START Extracted records

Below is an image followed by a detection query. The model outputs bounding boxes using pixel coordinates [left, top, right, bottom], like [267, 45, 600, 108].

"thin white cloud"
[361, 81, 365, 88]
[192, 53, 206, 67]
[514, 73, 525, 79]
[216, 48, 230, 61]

END Extracted records

→ Work to be completed: Could you retype all of the entries, leaving every character unchanged?

→ Result for this exercise:
Below is an image followed by a detection query. The model outputs bounding boxes using pixel coordinates [left, top, right, bottom], like [267, 45, 600, 108].

"thin white cloud"
[361, 81, 365, 88]
[192, 53, 206, 67]
[514, 73, 525, 79]
[216, 48, 230, 61]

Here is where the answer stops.